Is your dental marketing plan successful? If you can’t answer that question, you are not alone. About one third of businesses report that online metrics don’t reflect the financial effect of marketing activities, while nearly a quarter find it difficult to tell exactly what is being measured.
However, this data provides a wealth of information, if you know what to measure and how to interpret it. Here’s what you need to know about the most important metrics, what they really mean, and how to avoid inaccurate or misleading information.
Your website is the hub of your online presence and digital marketing. For most webmasters, Google Analytics is the go-to place to track website performance. Be sure that it is configured to exclude bot traffic, or the numbers shown in your dashboard may be skewed by search engines and other automated programs that crawl your site, simulating user views and actions.
The top analytics include:
- Keyword rank: This is a link’s position in search results for a specific query. It is important, because the first links that appear will receive the most clicks. However, it is not as reliable of a metric as it once was. With Google’s personalized search, results are tailored according to the user’s location and search history, so every result page is not identical.
- Pageviews: This is exactly what it sounds like—the number of times a page has been viewed in a given timeframe. Although it is an important metric, it does not tell you how those people found your site, or what they did. You need to look deeper into metrics such as traffic sources, referrals, and behaviors to gain valuable insights.
- Bounce rate: This is one of the most important and least precise metrics. Ideally, it tells you the percentage of people who visited your website and quickly left again, without taking action. However, the default settings of Google Analytics record a very limited number of event types. For an accurate bounce rate, event tracking should be customized and optimized.
Although many business owners still think of social media as “something the kids do,” it has become an integral part of digital marketing. People post on Facebook asking for referrals to a good dentist, tweet about their experiences in your office, and post pictures of their new smiles on Instagram. If you aren’t part of the conversation, you are missing out. The most common social metrics include:
- Fans and followers: When people follow you on a social network, your posts appear in their newsfeeds or streams. This number tells you the potential size of your audience, but it does not guarantee all of those people will see every post. Depending on the amount of time they spend on social media, most users only see a fraction of the content from profiles they follow.
- Social reach: This metric measures how many people actually saw your content. Usually, it will be a small percentage of your followers. However, when a post is shared, that person’s friends will see it, even if they don’t follow you. If you use paid advertising, or receive a large number of shares, a post’s reach may dramatically exceed the number of followers you have.
- Engagement: This tells you how many users liked, shared, commented on, clicked, or otherwise interacted with your post. It is one of the most important social metrics, because it confirms that people not only saw your content, but connected with and responded to it.
You might be thinking that these numbers still don’t mean much to your business. Maybe digital marketing is attracting a lot of attention, but you don’t know if that is translating to more new patients and more returning patients. Conversion rate, on the other hand, describes the percentage of people who take a specific action.

Data extracts:
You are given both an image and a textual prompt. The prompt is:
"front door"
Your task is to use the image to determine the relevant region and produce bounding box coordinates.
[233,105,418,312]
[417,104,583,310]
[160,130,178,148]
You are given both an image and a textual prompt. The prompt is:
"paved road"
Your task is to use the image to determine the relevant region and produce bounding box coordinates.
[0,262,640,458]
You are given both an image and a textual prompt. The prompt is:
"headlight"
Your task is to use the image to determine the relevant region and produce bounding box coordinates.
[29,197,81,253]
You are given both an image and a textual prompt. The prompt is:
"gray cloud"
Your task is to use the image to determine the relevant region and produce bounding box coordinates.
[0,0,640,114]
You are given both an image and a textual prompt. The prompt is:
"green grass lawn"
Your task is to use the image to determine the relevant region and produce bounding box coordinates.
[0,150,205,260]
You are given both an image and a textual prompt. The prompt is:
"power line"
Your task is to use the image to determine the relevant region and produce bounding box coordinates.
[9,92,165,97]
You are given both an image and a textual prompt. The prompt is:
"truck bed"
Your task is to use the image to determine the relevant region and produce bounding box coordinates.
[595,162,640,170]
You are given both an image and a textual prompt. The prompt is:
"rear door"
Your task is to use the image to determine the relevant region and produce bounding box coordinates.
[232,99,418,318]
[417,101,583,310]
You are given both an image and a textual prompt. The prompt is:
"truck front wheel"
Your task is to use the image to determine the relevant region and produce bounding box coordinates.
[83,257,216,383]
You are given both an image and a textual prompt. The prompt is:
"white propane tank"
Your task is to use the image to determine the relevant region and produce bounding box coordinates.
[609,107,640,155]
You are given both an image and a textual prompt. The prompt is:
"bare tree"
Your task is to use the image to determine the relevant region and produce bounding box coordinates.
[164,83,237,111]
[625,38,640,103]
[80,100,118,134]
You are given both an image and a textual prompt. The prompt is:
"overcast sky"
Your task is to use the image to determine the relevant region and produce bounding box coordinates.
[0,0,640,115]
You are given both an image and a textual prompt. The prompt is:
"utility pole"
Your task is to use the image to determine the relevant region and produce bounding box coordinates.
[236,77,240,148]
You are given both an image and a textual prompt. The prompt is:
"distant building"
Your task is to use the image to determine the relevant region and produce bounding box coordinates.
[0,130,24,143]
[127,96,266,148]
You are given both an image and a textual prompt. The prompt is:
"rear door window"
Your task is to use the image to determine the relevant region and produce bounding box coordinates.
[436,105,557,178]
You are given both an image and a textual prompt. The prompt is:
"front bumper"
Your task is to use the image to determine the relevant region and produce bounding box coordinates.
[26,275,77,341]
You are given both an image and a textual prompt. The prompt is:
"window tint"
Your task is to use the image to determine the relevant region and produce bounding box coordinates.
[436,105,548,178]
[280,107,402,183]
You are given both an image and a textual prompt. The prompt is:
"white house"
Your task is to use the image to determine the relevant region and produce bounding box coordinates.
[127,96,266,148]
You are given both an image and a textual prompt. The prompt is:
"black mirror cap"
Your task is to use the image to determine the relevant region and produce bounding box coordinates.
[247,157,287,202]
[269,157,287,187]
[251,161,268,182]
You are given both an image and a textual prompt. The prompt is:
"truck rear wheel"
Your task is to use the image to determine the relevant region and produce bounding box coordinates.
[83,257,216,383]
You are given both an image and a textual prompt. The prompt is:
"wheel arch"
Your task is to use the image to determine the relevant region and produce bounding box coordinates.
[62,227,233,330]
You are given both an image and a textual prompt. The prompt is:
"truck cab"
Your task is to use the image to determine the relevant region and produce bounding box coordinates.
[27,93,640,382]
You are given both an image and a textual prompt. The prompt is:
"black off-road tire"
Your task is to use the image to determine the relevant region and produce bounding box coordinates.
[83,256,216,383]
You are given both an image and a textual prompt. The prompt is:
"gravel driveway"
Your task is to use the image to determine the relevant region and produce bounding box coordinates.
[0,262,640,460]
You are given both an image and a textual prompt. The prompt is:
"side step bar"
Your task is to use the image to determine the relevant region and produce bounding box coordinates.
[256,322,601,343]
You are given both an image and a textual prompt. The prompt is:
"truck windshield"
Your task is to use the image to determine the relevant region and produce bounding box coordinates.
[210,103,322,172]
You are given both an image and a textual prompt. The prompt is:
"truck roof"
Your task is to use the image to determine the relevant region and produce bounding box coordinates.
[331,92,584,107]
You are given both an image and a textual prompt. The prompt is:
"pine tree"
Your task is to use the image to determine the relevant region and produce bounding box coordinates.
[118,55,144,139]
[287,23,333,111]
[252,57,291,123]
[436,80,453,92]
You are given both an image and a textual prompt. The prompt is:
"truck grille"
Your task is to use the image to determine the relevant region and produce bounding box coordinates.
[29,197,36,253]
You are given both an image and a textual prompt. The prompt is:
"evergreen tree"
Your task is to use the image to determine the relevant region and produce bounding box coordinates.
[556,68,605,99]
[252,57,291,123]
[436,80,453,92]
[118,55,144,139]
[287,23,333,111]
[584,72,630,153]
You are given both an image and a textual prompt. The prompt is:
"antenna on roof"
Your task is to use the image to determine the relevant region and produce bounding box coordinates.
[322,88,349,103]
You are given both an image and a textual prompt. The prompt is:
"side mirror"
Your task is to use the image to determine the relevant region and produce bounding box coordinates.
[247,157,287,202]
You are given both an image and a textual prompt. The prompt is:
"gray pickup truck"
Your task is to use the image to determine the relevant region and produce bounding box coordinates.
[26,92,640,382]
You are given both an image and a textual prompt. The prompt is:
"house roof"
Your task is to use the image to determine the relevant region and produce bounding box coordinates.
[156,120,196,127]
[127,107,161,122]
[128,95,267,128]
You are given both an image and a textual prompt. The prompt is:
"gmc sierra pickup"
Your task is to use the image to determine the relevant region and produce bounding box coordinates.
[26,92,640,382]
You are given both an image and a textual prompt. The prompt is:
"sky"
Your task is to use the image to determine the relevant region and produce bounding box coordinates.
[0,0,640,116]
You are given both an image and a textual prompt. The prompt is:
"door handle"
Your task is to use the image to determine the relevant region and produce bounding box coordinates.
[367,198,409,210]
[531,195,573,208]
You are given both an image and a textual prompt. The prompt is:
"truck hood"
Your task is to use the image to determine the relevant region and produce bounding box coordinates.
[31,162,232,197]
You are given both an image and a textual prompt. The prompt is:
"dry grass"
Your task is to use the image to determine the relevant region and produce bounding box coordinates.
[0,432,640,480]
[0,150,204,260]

Tasks to perform:
a) According to the dental marketing article, what should Google Analytics be configured to exclude?
b) Using the dental marketing article, explain why keyword rank is no longer as reliable a metric as it once was.
c) Repeat the dental marketing article between "Is your dental" and "is being measured.", inclusive.

Exercise results:
a) Bot traffic.

b) Google's personalized search tailors results to each user's location and search history. Because of this, not every results page is identical.

c)
Is your dental marketing plan successful? If you can’t answer that question, you are not alone. About one third of businesses report that online metrics don’t reflect the financial effect of marketing activities, while nearly a quarter find it difficult to tell exactly what is being measured.